→ **Information provided**
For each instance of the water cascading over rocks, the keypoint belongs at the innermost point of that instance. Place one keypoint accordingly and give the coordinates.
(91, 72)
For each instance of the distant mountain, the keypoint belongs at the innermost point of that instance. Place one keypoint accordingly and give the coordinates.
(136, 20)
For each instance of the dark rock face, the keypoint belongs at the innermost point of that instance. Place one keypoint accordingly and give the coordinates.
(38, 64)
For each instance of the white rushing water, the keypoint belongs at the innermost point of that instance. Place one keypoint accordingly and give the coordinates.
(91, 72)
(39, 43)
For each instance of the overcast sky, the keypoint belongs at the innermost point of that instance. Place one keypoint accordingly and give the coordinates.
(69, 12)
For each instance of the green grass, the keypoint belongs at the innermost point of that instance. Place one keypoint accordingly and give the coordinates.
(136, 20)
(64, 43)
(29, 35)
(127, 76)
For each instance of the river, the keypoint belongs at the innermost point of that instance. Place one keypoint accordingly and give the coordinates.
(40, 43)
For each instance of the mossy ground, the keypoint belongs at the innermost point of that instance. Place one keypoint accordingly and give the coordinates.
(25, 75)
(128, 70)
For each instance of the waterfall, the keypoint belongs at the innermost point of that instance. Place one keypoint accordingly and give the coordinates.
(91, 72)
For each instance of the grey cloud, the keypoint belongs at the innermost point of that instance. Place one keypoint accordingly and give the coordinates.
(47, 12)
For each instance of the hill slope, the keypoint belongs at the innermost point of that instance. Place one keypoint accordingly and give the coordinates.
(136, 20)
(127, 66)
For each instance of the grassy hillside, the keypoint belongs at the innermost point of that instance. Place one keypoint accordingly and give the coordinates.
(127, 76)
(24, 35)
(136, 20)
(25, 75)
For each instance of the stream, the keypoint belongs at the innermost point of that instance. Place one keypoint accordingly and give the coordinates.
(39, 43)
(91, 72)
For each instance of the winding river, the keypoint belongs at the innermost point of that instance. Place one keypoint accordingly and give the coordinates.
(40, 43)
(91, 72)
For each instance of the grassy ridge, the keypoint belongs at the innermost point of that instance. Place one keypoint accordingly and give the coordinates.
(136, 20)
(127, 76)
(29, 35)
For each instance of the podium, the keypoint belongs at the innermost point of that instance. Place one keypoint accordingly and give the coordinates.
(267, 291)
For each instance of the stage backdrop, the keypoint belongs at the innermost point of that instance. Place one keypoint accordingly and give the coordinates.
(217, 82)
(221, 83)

→ **Exercise instructions**
Reproduce the material in full. Keep it identical to the original.

→ **Result**
For each instance of the water cascading over rocks, the keypoint belongs at the innermost point of that instance. Place one keypoint accordingly and give the coordinates.
(91, 72)
For each instance of the distant mountain, the keypoint belongs at the innermost point of that instance. Place one keypoint accordingly and give the coordinates.
(136, 20)
For each instance of the dark rock face, the keypoint belongs at the innermost point of that instance. Place one keypoint accordingly and give the coordinates.
(38, 64)
For each instance of the white rushing water, the keypoint belongs at the innermost point of that instance. Place one keypoint accordingly and give the coordinates.
(91, 72)
(39, 43)
For each instance of the overcast sky, the keypoint belongs at the innermost point of that instance. Place one keypoint accordingly and give the coordinates.
(69, 12)
For each instance of the green grass, the keypoint belongs at the innermost point of that instance. Place one keypoint accordingly and give the coordinates.
(136, 20)
(64, 43)
(29, 35)
(127, 76)
For each instance of the river, the keypoint belongs at the innermost point of that instance. Place one keypoint accordingly and give the coordinates.
(40, 43)
For each instance of the mossy ground, the keypoint belongs at the innermost point of that instance. Place one keypoint accordingly and give the coordinates.
(25, 75)
(128, 70)
For each instance of the waterfall, the keypoint belongs at the innermost point of that instance. Place one keypoint accordingly and give the coordinates.
(91, 72)
For each instance of the grey cloud, the keypoint belongs at the innermost point of that instance. Place one keypoint accordingly and give the coordinates.
(47, 12)
For each instance of the hill slope, the keypoint belongs at the innermost point of that instance. Place one keypoint accordingly and give the coordinates.
(136, 20)
(127, 66)
For each instance of the grassy hillside, the keypoint belongs at the innermost point of that instance. Place one keypoint accordingly and give the coordinates.
(127, 76)
(24, 35)
(136, 20)
(25, 75)
For each instance of the stream, the keypoint belongs at the innermost point of that instance. Place one keypoint accordingly and give the coordinates.
(39, 43)
(91, 72)
For each instance of the winding river, the keypoint belongs at the innermost point of that instance. Place one keypoint accordingly and give the coordinates.
(40, 43)
(91, 72)
For each instance of the grassy ridge, the keypoint belongs at the innermost point of that instance. Place one keypoint accordingly and give the coordinates.
(136, 20)
(127, 76)
(29, 35)
For each instance of the podium, the keypoint belongs at the innermost point of that instance. Place one keypoint accordingly and give the coordinates.
(267, 291)
For each instance of the stage backdrop, the keypoint belongs at the innermost point of that instance. Place one keypoint accordingly and give the coordinates.
(217, 82)
(221, 83)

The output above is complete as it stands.